■ SELECTION ■
I have yet to try Jim's suggestions.

I would like to increase the size of the arrays still farther (so that I can increase my simulation
Reynolds number). So,I am looking for something I have proper control over.

--

arktos · ‎02-26-2009

OK.

I have used the suggestion made by Jim and the segfault seems to have gone.

I have also increased the arrays involved and it seems still ok.

I need yet to compare the results against a standard case to see
if the numbers at the end of each step are the same.

Thanks again Jim.
--

jimdempseyatthecove · ‎02-26-2009

Quoting - arktos

Hello All,

I have what it appears to be a common segfault problem with openmp, but the
it seems that the ulimit and KMP_STACKSIZE (and the variants i've seen based
on these) do not have an effect. I wonder if anyone has a suggestion about this.

Background: System Q9650 with 8GB running OpenSuse 11.1 64. Compiler: ifort 11.0.
Code: Fortran 77 written originally to run on cray (ymp and later) and being modified
to run with openmp on intel procs.

Problem: Segfaults when the memory use increases. Web search remedies appear
ineffective.

The code below is a minimal version that produces the problem. It was identified and
extracted from the program.

[plain]      Common / WORK / W1(20,20,21,21),W2(20,20,21,21),W3(20,20,21,21)

....


c  NOTE:   N1= 64   N2=N3=21     M2=M3=10


!$OMP  PARALLEL DEFAULT(SHARED)
!$OMP+ PRIVATE( Iw, JEL, KEL, JGLL, KGLL, W1, W2, W3 )

■ SET TASKS ■
1) According to the OpenMP segfault thread, which compiler is arktos using?
2) Pick up the OpenMP segfault thread from its last line and keep it going.

■ DATA LINES ■

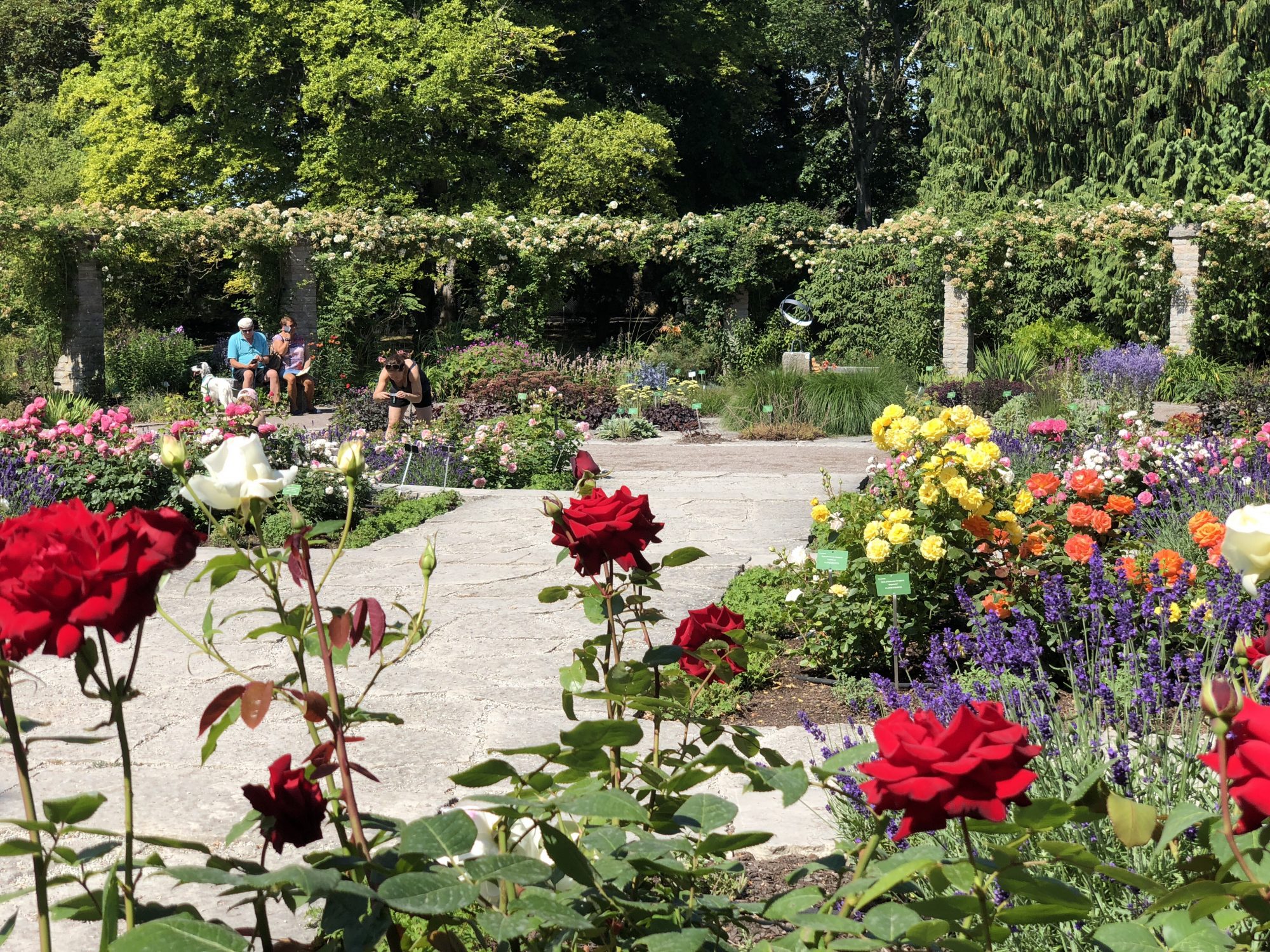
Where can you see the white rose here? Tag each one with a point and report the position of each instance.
(238, 473)
(1248, 545)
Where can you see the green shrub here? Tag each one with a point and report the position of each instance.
(877, 299)
(1191, 376)
(144, 360)
(839, 404)
(759, 596)
(1056, 338)
(404, 516)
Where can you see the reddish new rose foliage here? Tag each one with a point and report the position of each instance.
(603, 527)
(64, 569)
(973, 767)
(585, 465)
(295, 804)
(703, 625)
(1248, 764)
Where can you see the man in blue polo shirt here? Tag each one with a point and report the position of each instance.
(250, 355)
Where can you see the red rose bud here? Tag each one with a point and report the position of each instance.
(294, 803)
(1221, 699)
(585, 466)
(600, 529)
(973, 767)
(703, 625)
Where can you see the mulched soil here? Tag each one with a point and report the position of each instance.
(779, 704)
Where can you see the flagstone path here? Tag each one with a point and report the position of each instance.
(486, 677)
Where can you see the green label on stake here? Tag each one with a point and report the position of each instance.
(834, 560)
(893, 585)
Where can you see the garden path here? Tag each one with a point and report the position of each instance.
(485, 678)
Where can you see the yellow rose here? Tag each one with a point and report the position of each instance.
(934, 430)
(878, 550)
(979, 461)
(979, 430)
(933, 549)
(972, 499)
(899, 440)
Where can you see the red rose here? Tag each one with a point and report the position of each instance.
(975, 767)
(603, 527)
(64, 569)
(703, 625)
(1043, 484)
(1088, 484)
(585, 465)
(295, 805)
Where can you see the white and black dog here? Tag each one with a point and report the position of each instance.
(219, 389)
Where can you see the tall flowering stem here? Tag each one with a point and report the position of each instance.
(29, 804)
(119, 691)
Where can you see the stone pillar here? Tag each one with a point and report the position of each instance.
(82, 366)
(1182, 309)
(958, 345)
(300, 289)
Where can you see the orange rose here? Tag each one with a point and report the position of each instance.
(979, 527)
(1088, 484)
(1080, 513)
(1130, 567)
(1211, 536)
(1120, 506)
(1169, 564)
(1080, 548)
(1043, 484)
(1202, 519)
(999, 604)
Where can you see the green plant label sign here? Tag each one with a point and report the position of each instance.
(834, 560)
(893, 585)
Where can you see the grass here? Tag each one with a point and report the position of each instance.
(839, 404)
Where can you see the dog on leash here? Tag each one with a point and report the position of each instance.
(219, 389)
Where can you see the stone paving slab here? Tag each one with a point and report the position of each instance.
(486, 677)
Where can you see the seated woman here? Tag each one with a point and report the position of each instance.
(289, 345)
(403, 384)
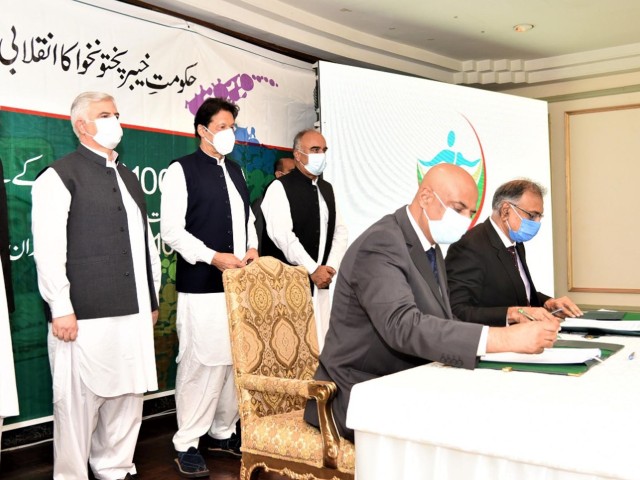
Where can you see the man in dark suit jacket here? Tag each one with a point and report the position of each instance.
(489, 280)
(391, 312)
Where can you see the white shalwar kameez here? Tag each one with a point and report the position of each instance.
(100, 378)
(8, 391)
(279, 225)
(205, 387)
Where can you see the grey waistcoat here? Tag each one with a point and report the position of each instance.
(99, 262)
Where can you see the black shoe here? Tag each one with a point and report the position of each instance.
(190, 464)
(229, 446)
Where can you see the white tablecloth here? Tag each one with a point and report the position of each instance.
(436, 422)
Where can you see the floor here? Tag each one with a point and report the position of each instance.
(154, 457)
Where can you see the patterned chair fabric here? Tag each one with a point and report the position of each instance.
(275, 354)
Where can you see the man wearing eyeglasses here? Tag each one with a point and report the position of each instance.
(488, 277)
(303, 223)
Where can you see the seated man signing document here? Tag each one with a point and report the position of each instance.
(390, 307)
(489, 280)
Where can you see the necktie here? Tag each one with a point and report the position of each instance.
(431, 254)
(514, 256)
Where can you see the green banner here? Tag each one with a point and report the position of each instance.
(30, 142)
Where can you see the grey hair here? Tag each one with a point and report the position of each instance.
(512, 191)
(80, 106)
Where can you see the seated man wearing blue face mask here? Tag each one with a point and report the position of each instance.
(489, 281)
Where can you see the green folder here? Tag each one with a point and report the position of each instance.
(606, 316)
(572, 369)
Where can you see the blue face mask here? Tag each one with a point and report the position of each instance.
(528, 229)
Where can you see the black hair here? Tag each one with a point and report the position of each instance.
(209, 108)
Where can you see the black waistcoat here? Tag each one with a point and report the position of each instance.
(208, 218)
(305, 214)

■ RESULTS IN ORDER ■
1) ifort 11.0

2)
!$OMP DO
      Do Iw = 1, N1
c
c - Interface condition of the PRESSURE GRADIENT.
c
      Do KEL  = 2, N3
      Do JEL  = 1, N2
      Do JGLL = 1, M2
c
      W1(JGLL,1,JEL,KEL) = W1(JGLL,1,JEL,KEL) + W1(JGLL,M3,JEL,KEL-1)
      W2(JGLL,1,JEL,KEL) = W2(JGLL,1,JEL,KEL) + W2(JGLL,M3,JEL,KEL-1)
      W3(JGLL,1,JEL,KEL) = W3(JGLL,1,JEL,KEL) + W3(JGLL,M3,JEL,KEL-1)
c
      End Do
      End Do
      End Do
c
      End Do
!$OMP END DO
!$OMP END PARALLEL
[/plain]

Any ideas what may be the matter?

Thank you.
--

Arktos,

Set asside the SEGFAULT issue for a moment and look at the code sample you presented

Ask yourself: What do you expect the PRIVATE clause will be doing for you for W1, W2 and W3?

Answer: create seperate arrays for use by the additional threads past the current thread. These additional arrays will be un-initialized.

Ask yourself: Why are you using un-initialized arrays to compute your pressure gradient?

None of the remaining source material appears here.